╭──

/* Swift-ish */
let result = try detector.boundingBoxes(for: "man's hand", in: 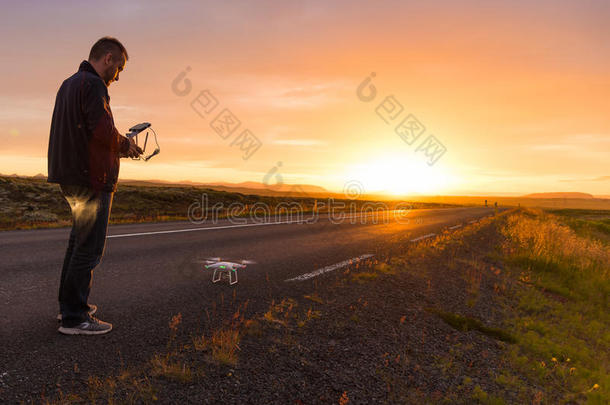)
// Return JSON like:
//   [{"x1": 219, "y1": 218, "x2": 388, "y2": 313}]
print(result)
[{"x1": 124, "y1": 138, "x2": 143, "y2": 158}]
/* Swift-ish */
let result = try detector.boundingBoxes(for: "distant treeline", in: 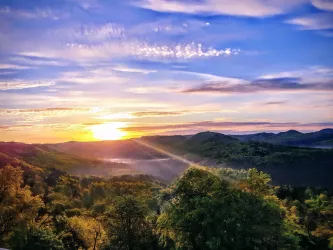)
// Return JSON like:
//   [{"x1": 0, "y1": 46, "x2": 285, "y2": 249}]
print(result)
[{"x1": 0, "y1": 165, "x2": 333, "y2": 250}]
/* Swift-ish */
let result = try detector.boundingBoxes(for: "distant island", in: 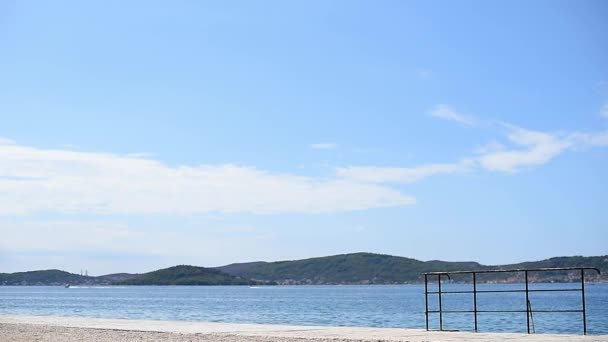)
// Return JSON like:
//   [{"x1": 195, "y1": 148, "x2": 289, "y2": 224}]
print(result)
[{"x1": 0, "y1": 253, "x2": 608, "y2": 286}]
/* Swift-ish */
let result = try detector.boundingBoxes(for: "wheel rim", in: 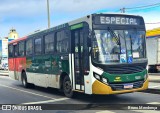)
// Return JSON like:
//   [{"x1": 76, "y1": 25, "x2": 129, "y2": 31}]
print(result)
[
  {"x1": 64, "y1": 81, "x2": 71, "y2": 93},
  {"x1": 22, "y1": 78, "x2": 26, "y2": 86}
]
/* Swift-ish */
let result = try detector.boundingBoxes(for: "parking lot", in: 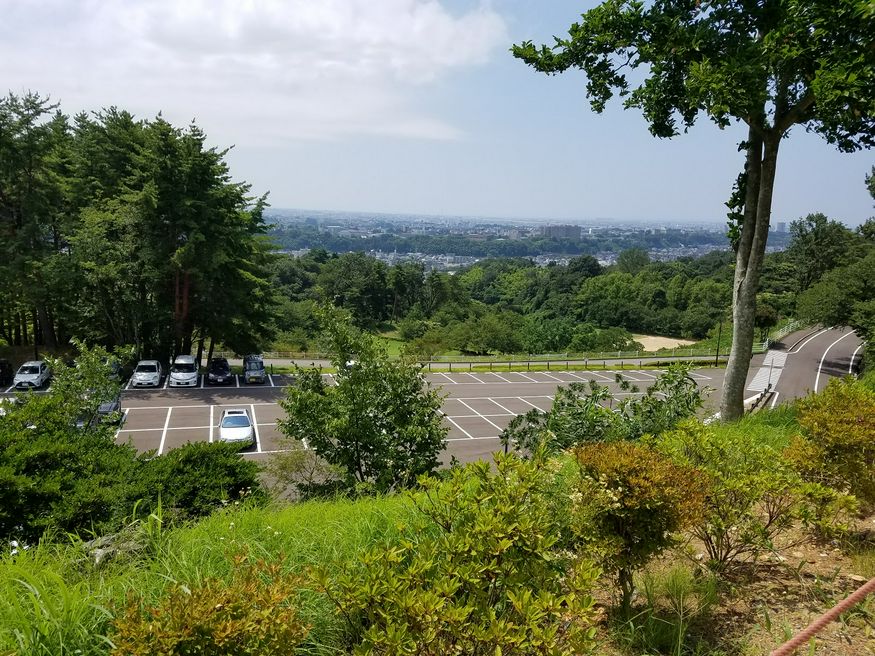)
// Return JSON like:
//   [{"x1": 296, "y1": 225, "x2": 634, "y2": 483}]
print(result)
[{"x1": 101, "y1": 369, "x2": 723, "y2": 461}]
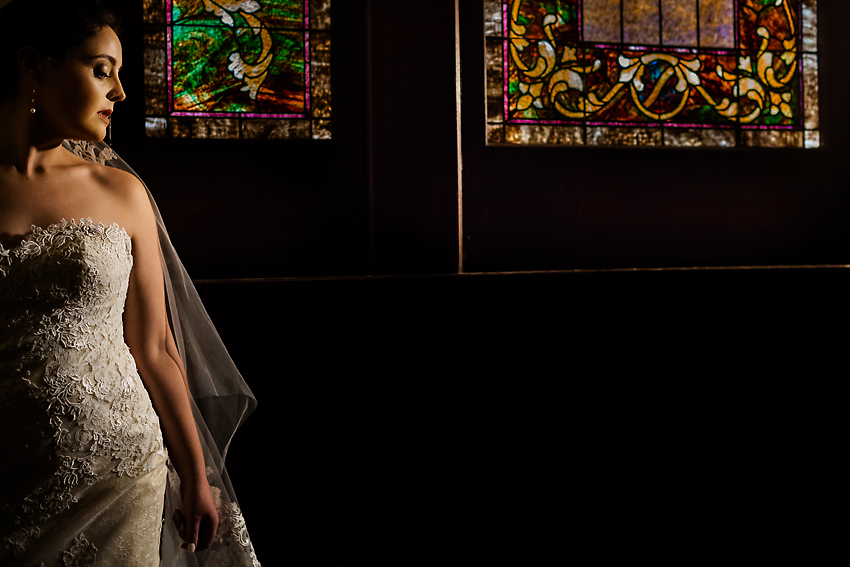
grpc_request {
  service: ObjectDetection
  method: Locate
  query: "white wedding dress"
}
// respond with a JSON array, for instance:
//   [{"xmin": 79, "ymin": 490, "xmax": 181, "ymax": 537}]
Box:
[
  {"xmin": 0, "ymin": 144, "xmax": 260, "ymax": 567},
  {"xmin": 0, "ymin": 220, "xmax": 167, "ymax": 567}
]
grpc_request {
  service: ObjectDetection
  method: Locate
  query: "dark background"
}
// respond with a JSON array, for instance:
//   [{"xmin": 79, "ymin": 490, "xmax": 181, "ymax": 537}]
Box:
[{"xmin": 113, "ymin": 0, "xmax": 850, "ymax": 566}]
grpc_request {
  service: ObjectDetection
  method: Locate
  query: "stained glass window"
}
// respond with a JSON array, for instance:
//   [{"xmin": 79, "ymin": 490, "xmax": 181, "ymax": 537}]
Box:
[
  {"xmin": 143, "ymin": 0, "xmax": 331, "ymax": 139},
  {"xmin": 485, "ymin": 0, "xmax": 820, "ymax": 148}
]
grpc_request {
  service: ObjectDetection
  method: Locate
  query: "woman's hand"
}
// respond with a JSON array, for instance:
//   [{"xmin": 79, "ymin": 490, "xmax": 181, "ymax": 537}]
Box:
[{"xmin": 173, "ymin": 481, "xmax": 218, "ymax": 553}]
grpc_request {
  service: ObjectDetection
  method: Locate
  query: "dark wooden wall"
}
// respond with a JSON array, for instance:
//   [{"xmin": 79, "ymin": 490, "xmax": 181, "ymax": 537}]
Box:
[{"xmin": 109, "ymin": 0, "xmax": 850, "ymax": 565}]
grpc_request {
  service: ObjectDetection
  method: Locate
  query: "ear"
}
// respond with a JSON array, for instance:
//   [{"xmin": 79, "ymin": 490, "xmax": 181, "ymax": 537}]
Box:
[{"xmin": 18, "ymin": 46, "xmax": 46, "ymax": 82}]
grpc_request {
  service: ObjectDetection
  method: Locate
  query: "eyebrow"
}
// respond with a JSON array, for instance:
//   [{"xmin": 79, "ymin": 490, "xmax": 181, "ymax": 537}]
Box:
[{"xmin": 84, "ymin": 53, "xmax": 124, "ymax": 71}]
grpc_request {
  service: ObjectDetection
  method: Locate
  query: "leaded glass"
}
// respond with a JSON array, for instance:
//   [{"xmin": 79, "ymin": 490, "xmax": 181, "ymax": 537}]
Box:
[
  {"xmin": 484, "ymin": 0, "xmax": 820, "ymax": 148},
  {"xmin": 143, "ymin": 0, "xmax": 332, "ymax": 139}
]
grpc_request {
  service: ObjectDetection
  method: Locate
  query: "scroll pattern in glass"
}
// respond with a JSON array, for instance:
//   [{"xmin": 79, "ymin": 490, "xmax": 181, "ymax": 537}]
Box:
[
  {"xmin": 143, "ymin": 0, "xmax": 331, "ymax": 139},
  {"xmin": 485, "ymin": 0, "xmax": 820, "ymax": 148}
]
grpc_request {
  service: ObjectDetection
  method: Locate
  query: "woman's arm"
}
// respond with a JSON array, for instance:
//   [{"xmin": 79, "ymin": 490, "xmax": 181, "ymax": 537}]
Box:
[{"xmin": 124, "ymin": 174, "xmax": 218, "ymax": 550}]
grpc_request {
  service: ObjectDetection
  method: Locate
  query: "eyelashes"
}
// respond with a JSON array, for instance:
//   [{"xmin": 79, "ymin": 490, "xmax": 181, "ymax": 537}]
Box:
[{"xmin": 94, "ymin": 65, "xmax": 112, "ymax": 79}]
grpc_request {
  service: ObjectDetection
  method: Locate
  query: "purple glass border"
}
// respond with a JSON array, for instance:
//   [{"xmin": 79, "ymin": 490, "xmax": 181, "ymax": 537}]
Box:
[
  {"xmin": 165, "ymin": 0, "xmax": 311, "ymax": 120},
  {"xmin": 501, "ymin": 0, "xmax": 807, "ymax": 132}
]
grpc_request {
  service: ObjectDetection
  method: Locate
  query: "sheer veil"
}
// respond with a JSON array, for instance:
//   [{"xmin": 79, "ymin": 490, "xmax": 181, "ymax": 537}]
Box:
[{"xmin": 63, "ymin": 140, "xmax": 260, "ymax": 567}]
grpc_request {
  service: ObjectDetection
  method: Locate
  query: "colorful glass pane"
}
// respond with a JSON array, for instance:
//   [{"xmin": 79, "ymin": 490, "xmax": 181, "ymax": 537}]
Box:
[
  {"xmin": 484, "ymin": 0, "xmax": 820, "ymax": 147},
  {"xmin": 143, "ymin": 0, "xmax": 331, "ymax": 139}
]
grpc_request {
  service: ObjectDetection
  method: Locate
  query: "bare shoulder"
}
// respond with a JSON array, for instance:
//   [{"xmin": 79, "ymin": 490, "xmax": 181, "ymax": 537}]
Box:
[{"xmin": 89, "ymin": 160, "xmax": 154, "ymax": 237}]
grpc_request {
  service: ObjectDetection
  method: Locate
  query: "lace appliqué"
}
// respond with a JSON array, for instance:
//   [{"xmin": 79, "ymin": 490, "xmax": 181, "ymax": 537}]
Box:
[
  {"xmin": 168, "ymin": 468, "xmax": 262, "ymax": 567},
  {"xmin": 62, "ymin": 534, "xmax": 97, "ymax": 567},
  {"xmin": 207, "ymin": 504, "xmax": 261, "ymax": 567},
  {"xmin": 67, "ymin": 140, "xmax": 118, "ymax": 165},
  {"xmin": 0, "ymin": 219, "xmax": 165, "ymax": 565}
]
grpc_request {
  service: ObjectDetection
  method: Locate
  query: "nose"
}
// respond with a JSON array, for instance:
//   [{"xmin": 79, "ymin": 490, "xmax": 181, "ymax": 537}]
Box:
[{"xmin": 109, "ymin": 76, "xmax": 127, "ymax": 102}]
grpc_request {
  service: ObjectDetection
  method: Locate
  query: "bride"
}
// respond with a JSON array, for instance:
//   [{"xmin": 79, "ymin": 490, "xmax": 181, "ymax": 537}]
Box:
[{"xmin": 0, "ymin": 0, "xmax": 259, "ymax": 567}]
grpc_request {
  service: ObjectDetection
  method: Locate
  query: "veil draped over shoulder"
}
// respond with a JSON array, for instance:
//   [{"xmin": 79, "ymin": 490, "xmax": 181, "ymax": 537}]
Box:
[{"xmin": 62, "ymin": 140, "xmax": 260, "ymax": 567}]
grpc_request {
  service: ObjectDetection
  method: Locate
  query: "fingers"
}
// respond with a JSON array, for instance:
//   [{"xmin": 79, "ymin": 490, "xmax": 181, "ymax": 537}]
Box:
[
  {"xmin": 198, "ymin": 515, "xmax": 218, "ymax": 550},
  {"xmin": 186, "ymin": 514, "xmax": 201, "ymax": 553},
  {"xmin": 171, "ymin": 509, "xmax": 186, "ymax": 541},
  {"xmin": 171, "ymin": 510, "xmax": 199, "ymax": 553}
]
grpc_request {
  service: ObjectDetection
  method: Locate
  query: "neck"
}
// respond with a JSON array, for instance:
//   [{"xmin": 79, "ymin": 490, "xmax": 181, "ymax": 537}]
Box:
[{"xmin": 0, "ymin": 97, "xmax": 63, "ymax": 176}]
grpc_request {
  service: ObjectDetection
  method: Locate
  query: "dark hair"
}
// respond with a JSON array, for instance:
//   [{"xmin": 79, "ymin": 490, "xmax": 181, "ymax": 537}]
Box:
[{"xmin": 0, "ymin": 0, "xmax": 121, "ymax": 100}]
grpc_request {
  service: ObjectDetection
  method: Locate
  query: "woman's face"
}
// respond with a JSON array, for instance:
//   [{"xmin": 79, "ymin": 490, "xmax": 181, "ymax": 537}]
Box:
[{"xmin": 35, "ymin": 27, "xmax": 126, "ymax": 141}]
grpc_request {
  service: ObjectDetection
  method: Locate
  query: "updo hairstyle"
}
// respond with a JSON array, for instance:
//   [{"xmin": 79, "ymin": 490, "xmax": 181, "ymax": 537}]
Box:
[{"xmin": 0, "ymin": 0, "xmax": 120, "ymax": 100}]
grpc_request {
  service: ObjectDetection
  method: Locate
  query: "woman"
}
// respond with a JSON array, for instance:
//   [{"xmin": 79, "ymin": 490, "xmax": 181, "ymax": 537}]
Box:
[{"xmin": 0, "ymin": 0, "xmax": 259, "ymax": 567}]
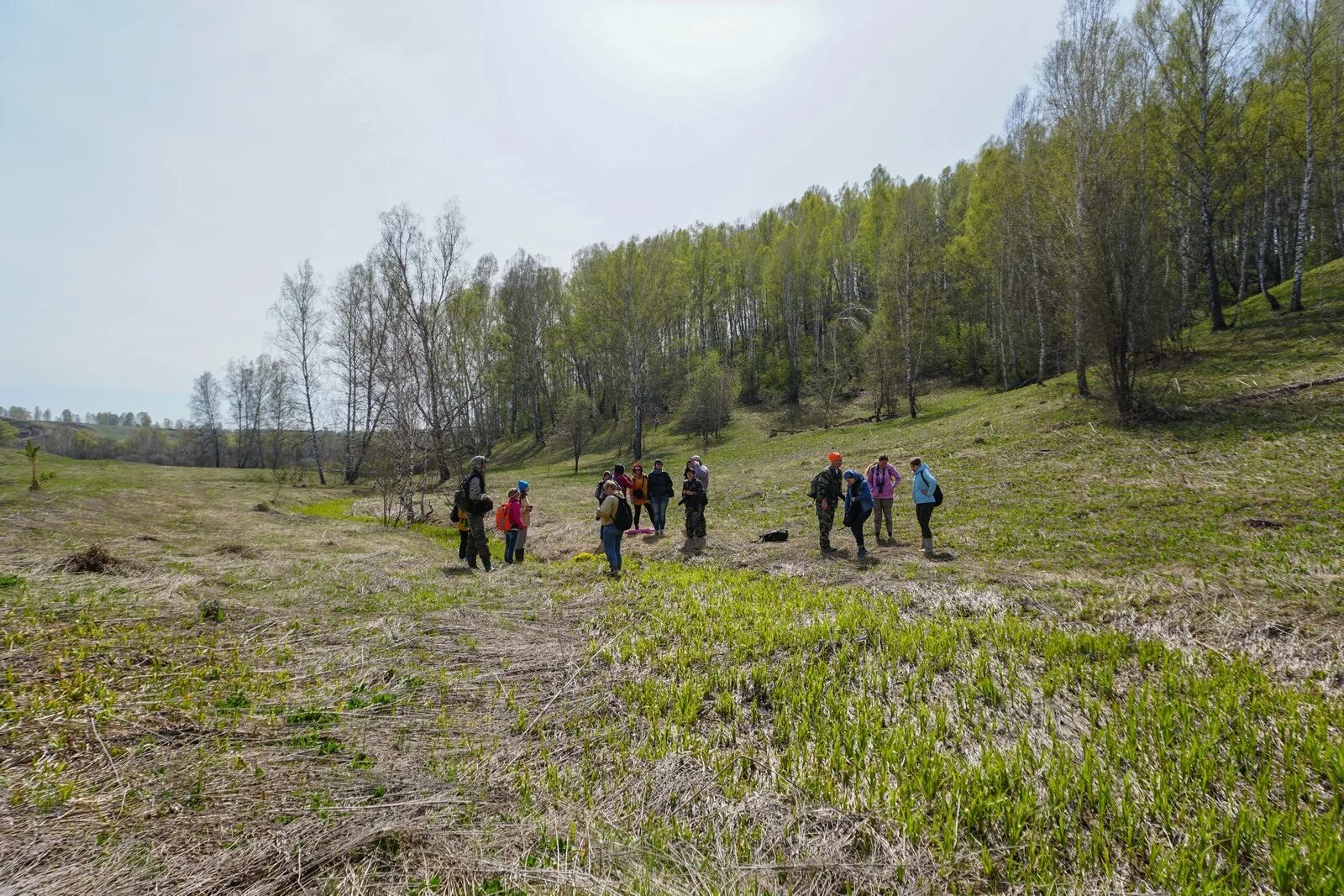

╰──

** GIVEN EXERCISE **
Pull out each line above that contains the word "shoulder".

** COMPLETE OUTPUT **
  query: "bare shoulder"
  query: "veil draped over shoulder"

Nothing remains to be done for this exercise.